> _Prompt_
Find "Find the hand;" in the data below; transcribe the line it appears on and each line after it, exactly, to the end, and nothing else.

> _Data section_
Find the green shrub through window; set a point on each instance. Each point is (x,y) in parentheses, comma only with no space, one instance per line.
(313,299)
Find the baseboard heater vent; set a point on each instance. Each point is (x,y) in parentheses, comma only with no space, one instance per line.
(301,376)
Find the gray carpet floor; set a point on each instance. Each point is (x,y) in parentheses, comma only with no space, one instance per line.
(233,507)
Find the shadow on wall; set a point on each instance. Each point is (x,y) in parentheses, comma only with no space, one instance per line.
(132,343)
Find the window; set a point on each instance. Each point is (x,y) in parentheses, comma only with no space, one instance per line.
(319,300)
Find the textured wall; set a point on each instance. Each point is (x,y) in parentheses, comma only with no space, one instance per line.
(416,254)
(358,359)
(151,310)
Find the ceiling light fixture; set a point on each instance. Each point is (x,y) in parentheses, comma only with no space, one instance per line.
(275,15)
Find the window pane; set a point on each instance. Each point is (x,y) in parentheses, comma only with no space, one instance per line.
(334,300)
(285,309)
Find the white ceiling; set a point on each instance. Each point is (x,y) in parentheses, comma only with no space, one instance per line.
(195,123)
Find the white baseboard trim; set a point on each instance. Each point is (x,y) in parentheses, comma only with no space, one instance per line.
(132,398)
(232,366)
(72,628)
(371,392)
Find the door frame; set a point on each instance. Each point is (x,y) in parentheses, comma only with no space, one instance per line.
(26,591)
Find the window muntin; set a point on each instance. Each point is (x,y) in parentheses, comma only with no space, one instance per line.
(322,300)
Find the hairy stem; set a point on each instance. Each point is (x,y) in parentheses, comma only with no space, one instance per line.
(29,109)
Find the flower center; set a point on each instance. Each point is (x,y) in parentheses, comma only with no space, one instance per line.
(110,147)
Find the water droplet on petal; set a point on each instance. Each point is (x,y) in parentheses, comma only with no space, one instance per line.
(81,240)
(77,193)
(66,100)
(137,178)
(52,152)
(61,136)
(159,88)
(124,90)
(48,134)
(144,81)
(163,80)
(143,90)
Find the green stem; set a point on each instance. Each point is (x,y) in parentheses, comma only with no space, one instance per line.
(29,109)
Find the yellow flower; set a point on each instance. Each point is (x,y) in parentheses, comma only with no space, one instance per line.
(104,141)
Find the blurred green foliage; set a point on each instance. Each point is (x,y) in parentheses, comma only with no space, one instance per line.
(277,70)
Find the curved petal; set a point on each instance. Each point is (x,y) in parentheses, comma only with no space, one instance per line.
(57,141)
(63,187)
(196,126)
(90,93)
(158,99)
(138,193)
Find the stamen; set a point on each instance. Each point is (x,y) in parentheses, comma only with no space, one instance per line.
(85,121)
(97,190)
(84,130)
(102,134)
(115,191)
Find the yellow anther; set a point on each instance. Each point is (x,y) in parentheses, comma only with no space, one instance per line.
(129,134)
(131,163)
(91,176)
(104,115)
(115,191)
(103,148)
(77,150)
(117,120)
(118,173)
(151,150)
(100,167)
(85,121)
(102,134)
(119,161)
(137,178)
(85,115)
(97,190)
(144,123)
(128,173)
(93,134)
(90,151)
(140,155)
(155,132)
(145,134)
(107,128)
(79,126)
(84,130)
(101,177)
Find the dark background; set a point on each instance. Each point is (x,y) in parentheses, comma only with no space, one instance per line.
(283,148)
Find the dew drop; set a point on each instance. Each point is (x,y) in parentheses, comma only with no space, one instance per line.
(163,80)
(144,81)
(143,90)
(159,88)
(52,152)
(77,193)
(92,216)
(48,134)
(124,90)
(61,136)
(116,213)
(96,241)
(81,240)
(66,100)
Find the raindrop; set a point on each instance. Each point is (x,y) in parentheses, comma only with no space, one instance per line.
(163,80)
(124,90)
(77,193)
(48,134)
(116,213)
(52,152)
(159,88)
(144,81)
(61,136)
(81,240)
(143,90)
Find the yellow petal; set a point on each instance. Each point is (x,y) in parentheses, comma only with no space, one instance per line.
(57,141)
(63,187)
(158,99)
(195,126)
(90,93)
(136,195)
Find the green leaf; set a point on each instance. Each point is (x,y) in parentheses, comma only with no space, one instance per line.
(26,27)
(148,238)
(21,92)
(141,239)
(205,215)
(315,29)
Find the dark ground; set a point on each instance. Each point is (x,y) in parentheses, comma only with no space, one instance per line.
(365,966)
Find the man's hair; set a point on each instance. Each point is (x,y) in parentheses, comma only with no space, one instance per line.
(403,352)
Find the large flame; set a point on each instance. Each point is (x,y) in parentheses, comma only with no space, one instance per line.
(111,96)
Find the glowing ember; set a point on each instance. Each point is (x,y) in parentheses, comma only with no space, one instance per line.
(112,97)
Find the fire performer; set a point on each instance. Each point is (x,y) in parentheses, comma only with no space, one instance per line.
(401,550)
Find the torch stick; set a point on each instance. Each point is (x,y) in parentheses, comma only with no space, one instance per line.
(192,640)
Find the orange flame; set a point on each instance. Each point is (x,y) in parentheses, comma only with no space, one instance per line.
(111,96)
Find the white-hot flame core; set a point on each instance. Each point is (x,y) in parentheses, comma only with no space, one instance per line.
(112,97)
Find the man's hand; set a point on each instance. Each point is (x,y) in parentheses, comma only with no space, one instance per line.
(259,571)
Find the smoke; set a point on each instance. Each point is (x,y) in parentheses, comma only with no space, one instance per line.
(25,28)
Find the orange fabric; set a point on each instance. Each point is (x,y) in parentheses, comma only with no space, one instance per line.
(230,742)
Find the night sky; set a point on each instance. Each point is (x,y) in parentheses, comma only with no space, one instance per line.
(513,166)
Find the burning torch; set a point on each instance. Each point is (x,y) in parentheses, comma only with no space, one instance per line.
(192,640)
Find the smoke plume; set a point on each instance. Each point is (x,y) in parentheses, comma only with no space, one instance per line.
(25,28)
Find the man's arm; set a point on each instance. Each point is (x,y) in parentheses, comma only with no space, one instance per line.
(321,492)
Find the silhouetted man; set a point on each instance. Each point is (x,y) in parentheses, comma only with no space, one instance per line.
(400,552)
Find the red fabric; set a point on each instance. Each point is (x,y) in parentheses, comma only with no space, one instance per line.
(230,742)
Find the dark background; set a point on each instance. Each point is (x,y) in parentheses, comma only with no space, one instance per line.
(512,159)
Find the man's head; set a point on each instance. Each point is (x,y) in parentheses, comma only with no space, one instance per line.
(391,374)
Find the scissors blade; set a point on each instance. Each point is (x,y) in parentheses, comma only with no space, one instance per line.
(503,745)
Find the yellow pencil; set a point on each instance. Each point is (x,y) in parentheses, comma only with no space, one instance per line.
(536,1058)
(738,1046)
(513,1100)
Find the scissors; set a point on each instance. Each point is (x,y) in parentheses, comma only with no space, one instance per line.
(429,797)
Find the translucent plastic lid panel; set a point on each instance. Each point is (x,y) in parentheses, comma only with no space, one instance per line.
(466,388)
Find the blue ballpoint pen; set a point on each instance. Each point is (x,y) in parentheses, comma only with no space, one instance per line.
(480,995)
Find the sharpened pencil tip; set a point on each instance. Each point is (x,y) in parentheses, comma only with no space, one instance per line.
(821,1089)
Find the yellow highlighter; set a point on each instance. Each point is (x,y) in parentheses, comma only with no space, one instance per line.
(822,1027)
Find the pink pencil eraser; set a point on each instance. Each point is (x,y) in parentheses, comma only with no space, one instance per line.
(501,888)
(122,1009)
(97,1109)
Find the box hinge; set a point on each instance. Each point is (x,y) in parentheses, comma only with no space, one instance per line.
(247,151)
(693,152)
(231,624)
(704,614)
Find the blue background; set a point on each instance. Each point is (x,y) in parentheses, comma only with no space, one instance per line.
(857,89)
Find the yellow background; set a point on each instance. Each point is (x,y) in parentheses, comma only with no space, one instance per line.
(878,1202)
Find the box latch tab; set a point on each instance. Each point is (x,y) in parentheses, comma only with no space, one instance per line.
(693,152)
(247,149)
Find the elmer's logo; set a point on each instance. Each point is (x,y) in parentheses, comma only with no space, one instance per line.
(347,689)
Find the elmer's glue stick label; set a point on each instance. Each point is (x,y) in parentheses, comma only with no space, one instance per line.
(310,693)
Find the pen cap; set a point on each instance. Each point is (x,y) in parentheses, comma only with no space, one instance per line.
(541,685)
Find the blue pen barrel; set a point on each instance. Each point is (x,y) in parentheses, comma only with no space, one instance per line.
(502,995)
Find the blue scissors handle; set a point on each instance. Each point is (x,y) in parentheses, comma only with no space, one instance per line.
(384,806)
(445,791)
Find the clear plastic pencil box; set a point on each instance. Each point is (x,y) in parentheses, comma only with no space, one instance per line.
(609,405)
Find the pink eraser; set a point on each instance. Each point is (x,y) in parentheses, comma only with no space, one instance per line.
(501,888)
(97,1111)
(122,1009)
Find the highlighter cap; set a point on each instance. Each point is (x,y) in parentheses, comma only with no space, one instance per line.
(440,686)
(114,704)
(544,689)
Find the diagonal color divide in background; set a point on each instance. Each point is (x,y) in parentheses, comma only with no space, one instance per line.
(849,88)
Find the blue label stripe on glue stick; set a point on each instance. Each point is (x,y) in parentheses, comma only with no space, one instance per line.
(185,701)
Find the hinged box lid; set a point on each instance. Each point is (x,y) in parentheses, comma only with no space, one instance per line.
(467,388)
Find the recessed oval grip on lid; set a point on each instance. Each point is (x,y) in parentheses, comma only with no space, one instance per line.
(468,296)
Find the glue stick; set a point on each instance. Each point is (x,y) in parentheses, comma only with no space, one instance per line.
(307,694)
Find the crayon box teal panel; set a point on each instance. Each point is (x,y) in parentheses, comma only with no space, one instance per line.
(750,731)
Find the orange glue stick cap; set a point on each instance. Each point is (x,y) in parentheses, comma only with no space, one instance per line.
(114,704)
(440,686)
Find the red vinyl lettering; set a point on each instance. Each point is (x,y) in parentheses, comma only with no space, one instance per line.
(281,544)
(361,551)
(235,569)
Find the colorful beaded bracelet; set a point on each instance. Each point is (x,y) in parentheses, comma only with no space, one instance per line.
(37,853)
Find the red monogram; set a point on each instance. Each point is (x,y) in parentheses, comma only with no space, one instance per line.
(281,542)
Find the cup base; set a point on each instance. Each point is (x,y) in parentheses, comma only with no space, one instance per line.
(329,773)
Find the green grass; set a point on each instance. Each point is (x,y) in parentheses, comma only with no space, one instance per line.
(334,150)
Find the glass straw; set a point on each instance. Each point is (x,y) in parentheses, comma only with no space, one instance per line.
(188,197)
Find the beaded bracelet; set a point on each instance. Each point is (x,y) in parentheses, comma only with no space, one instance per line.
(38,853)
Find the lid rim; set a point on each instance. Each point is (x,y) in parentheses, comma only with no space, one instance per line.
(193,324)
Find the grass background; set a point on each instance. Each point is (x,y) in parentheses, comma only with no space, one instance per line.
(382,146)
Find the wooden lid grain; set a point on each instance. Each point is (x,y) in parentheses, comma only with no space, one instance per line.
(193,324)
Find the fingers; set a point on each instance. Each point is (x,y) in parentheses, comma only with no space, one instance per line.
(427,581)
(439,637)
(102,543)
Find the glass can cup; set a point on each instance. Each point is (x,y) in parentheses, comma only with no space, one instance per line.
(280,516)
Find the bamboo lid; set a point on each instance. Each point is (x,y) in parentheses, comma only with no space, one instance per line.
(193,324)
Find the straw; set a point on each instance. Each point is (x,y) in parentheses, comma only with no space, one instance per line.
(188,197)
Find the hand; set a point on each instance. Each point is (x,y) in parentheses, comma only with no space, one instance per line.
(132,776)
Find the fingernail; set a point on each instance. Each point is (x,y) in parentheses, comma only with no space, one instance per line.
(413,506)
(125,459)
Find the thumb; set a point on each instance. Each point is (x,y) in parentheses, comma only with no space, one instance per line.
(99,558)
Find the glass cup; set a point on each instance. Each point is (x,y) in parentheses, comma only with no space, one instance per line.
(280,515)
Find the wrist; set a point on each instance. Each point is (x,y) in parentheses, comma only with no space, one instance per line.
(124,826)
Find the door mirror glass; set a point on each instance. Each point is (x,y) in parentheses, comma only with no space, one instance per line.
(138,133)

> _Solution for this task_
Find the hand; set a point on each instance. Each point is (x,y) in parentheses, comma only with no space, one instance per line.
(132,776)
Find the fingernail; set a point on each instance. Each point is (x,y) in parentheses, comma only with no space, one instance per line.
(413,506)
(125,459)
Find the thumb; set a point on each instance. Each point is (x,y) in parentheses, comma only with no space, one instance per line.
(99,558)
Find the glass cup; set a point on each instance. Each point is (x,y) in parentheses, comma only with no space, one instance per line.
(280,515)
Find the wrist; set a point on each instance. Each point is (x,y) in parentheses, comma only with no space, one instance per line.
(124,826)
Find the door mirror glass; set a point on each instance. Each point is (x,y) in parentheses, comma only with no space, one instance per line.
(138,133)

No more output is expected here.